DATA TO PROCESS:
-- start --
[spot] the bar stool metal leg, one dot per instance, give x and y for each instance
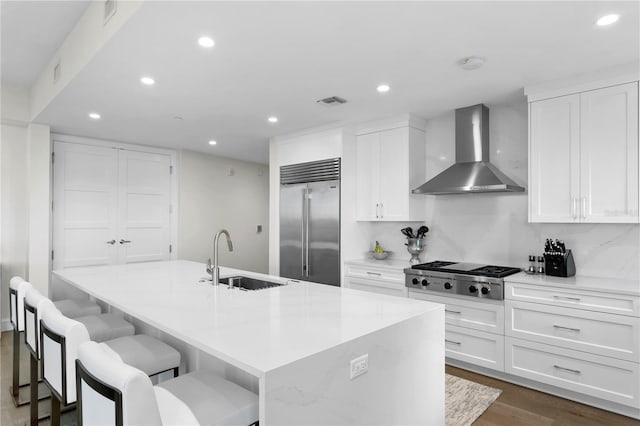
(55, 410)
-- end --
-- start --
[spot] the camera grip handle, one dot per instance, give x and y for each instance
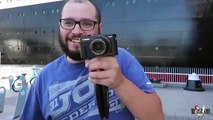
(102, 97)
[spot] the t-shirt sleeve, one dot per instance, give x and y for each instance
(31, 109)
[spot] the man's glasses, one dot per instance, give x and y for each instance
-- end --
Copy out every line of the material above that contains the string "each".

[spot] the bar stool metal leg, one dot per instance, give x and y for each instance
[spot] the camera grip handle, one dot per instance, give x and y for each instance
[spot] the t-shirt sleeve, one dot per instance, give x and y for each instance
[spot] the man's glasses, one dot per instance, give x and y for each instance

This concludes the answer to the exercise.